Repeat each record below exactly as it is written.

BEGIN

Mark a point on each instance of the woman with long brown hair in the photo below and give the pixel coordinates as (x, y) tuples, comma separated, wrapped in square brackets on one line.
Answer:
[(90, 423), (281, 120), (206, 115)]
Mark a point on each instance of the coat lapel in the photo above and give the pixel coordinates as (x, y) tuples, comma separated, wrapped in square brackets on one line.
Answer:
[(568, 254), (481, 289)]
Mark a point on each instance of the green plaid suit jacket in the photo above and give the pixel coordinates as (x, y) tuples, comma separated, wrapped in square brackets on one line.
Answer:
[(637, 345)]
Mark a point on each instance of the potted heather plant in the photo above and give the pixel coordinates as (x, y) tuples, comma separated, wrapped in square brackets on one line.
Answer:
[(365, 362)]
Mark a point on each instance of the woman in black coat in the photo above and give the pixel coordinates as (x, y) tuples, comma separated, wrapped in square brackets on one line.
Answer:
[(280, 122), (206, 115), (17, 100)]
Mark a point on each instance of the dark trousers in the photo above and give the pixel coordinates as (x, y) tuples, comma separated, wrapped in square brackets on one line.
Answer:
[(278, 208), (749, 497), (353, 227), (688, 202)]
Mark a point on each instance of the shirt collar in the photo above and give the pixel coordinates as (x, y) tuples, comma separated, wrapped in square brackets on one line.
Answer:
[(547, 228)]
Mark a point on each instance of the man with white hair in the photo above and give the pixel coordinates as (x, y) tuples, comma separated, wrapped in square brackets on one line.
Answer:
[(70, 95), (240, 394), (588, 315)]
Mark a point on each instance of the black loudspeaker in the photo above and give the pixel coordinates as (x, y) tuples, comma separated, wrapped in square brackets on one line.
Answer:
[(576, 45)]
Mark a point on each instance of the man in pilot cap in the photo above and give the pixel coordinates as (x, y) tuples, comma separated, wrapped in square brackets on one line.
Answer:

END

Output for this task:
Mark a point on each instance of the woman with long brown hair in the photo below and give the pixel coordinates as (x, y) tuples, comma separated, wrapped in square brackets on one line.
Answer:
[(90, 423), (281, 120), (206, 115)]
Mark a point on each instance of the coat lapel in the photo above and give the pixel coordinates as (x, y) tuples, comma separated, wrapped in square brackets on one line.
Answer:
[(568, 254), (481, 289)]
Mark a point on each instance of the green plaid suit jacket in the photo above and give the pixel coordinates as (x, y) tuples, comma separated, wrapped in square brackets on one line.
Answer:
[(637, 345)]
Mark a point on each instance of the potted heather plant in the photo above and give the pixel coordinates as (x, y) tuples, comma separated, wrapped in square brackets on one line.
Answer:
[(365, 362)]
Mark a point on each instance of the woman in black coat in the photo above and give the pixel coordinates as (x, y) tuples, comma separated, wrapped in square brackets on one line.
Answer:
[(280, 122), (206, 115), (17, 100)]
Mark a point on each instance of the dark trousers in the photo above and give the pixel coordinates as (x, y) tuples, comma separated, wrapped in square brackets on one line.
Answer:
[(278, 208), (749, 497), (353, 227), (688, 202)]
Mark a point on each instance of the shirt collar in the photo above and give the pixel coordinates as (x, y) tuples, comma separated, wrapped in square brackets on one line.
Answer:
[(547, 228)]
Mark a point on each instance of the man with white hair in the photo above and give the pixel coordinates as (x, y) tuples, comma separated, wrapped in square brackets on one line.
Answer:
[(70, 95), (240, 394), (588, 315)]
Mark a point on each instance of the black loudspeaker in the photo above and give the pixel coordinates as (x, y) tuples, comma separated, wrapped in square brackets on one line.
Answer:
[(576, 45)]
Mark a point on each instance of the man in pilot cap in the photo above and give the pixel coordinates as (x, y) tuples, comma separated, wrapped in square brackets on one line.
Answer:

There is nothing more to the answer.